* **PASSAGE TO READ**:

____________

Malternatives on Sunday, extreme rums

Ha, rum. What we’ve found out after having tasted around 400 different rums, is that rum is no sure bet, and that the category’s just not an obvious and easy way out of the pretty embarrassing contemporary world of whisky. Because what many find NASty and deceptive in whisky, always happened in rum. Fake age, flavouring, aromatisation, dodgy provenances, marketing gone mad, counterfeit stories… Rum was there before whisky.

Don papa 10

Don Papa 10 yo (43%, OB, Philippines, +/-2015) Some highly controversial ‘rum’, loathed by purists, but marketed with supreme skills and methods - and a sublime and smart packaging. I’ve already tried this baby blind among fifteen other rums for some large Awards operation, and ranked it as… #16. Colour: mahogany. Nose: Cherry Heering, guignolet, caraway-flavoured aquavit, Cointreau and Grand-Marnier, pineapple liqueur… In short, everything but rum. But I know many a punter who’ll love this on ice. It’s bottled bubblegum, and I guess it should go well with Red Bull. Mouth: massively sugary and liquoricy. I doubt this is rum, and I even doubt it’s 10. It is some kind of liqueur, or at least spiced and flavoured rum. They should say so on the label if you ask me, imagine someone who bought some Foursquare or Hampden or Trois Rivières as his first rum, and then buys this. Or worse, a whisky lover who’d think ‘let’s try rum for a change’. You lose, please shoot again! Finish: very short. Not much beyond the sugar. Glycerine-y feeling. Comments: I had found the earlier NAS (which does NOT mean No Added Sugar – ha)  kind of acceptable because there was some kind of freshness to it, but this is just syrup. Not too bad as some kind of liqueur, but certainly not rum. Marketing (on the short run): 99 points. SGP:920 - 49 points.

Trois Rivières, he said…

Trois Rivières 'Triple Millésime' (42%, OB, Martinique, agricole, 2015)

Trois Rivières 'Triple Millésime' (42%, OB, Martinique, agricole, 2015) Three stars and a half A vatting of 1998, 2000 and 2007 vintages. I believe the Scots should be allowed to advertise that as well, as long as they add the proportions (you know, to avoid that famous drop of 50 years old that makes the whole ‘almost’ a 50 yo…) Colour: gold. Nose: nosing Brora 1972 after Bailey’s. Lovely dried bananas, toasted cake, tea, orange blossom, a bit of clay, some grass, liquorice, and, above all, what was missing the ‘the thing’, sugarcane! And gingerbread, a touch of cumin, crystallised ginger, yellow flowers… Mouth: the oak feels just a little bit, but other than that, there’s sufficient liquorice, mango chutney, cinnamon cake and various candied fruits and herbs (quinces, angelica) to make up for that. More than that. A little mint and eucalyptus as well. Very ‘agricole’ even if the palate feels a little thinner and less complex than the nose. Finish: good length, with a little salt, dill, and liquorice. Comments: very, very fine rhum for a rather fair price (around 40€). SGP:651 - 84 points.

St James ‘Millésime 250 ans’ (OB, Martinique, 2015, 800 decanters)

____________

* **AVAILABLE DATA**:
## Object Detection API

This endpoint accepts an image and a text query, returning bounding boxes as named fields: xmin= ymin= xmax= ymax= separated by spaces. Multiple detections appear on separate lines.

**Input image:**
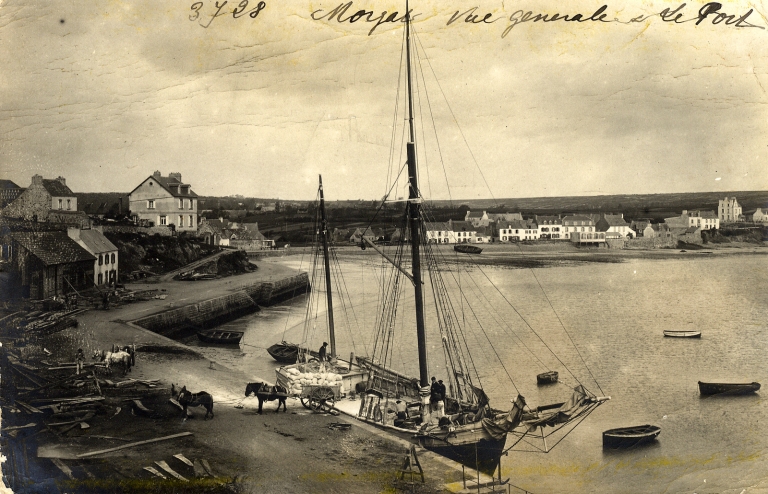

____________

* **AIM OF THE TASK**:
Translate this sentence from the rum reviews into Spanish: "Rum was there before whisky." The lines are separate material, apart from the rum reviews.

* **CORRECT ANSWER**:
El ron estuvo ahí antes que el whisky.